Using the article below about the Mount Washington avalanche, explain in one to three sentences why the group of climbers staged a mid-winter climb of the mountain.
*** Extracted text Section Begins ***
Twenty-four hours later, one of the 12 climbers caught up in Thursday's avalanche on Mount Washington said he believed not everyone in his party would survive when the slide hit Huntington Ravine.
That was especially true, he said, of three climbers who bore the brunt of the slide and were carried hundreds of feet down the mountain.
"When it hit, of course I was worried that I might die. But not just me - my whole rope team and the other climbers," said Thom Pollard of Jackson, a photographer and filmmaker.
"We were on the side of the slab that fell down; we got knocked about 40 feet."
Pollard said he yelled across the ravine to other climbers, and they decided to climb back down the mountain. Still, he said, it would be three hours before the team members knew that everyone had survived.
"We're all experience climbers, and we're all very fortunate, he said.
The group - including Keith Zeier, an ex-Marine from Brooklyn, N.Y., who lost a leg from injuries he suffered in Iraq - got together to raise money for the surviving families of service members who died in action. They decided to do that by staging a mid-winter climb up Mount Washington.
But their efforts under frigid, sub-zero conditions on the Northeast's highest peak ended when the avalanche thundered down the ravine's Central Gully, sweeping Zeier and the two climbers to whom he was roped some 800 feet down the mountain.
The 12, divided into four teams of three, were working their way over Pinnacle Valley headed for the summit when the wall of snow and ice let go, according to Scot Henley, executive director of the Mount Washington Observatory.
*** Extracted text Section Ends ***
*** Dataset content Section Begins ***
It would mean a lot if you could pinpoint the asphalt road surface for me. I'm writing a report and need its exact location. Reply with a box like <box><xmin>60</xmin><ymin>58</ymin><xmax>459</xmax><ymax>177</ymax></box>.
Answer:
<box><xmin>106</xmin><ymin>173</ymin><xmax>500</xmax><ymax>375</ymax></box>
*** Dataset content Section Ends ***
Answer area: The group staged the mid-winter climb up Mount Washington to raise money for the surviving families of service members who died in action. The climb was the way they chose to do that fundraising.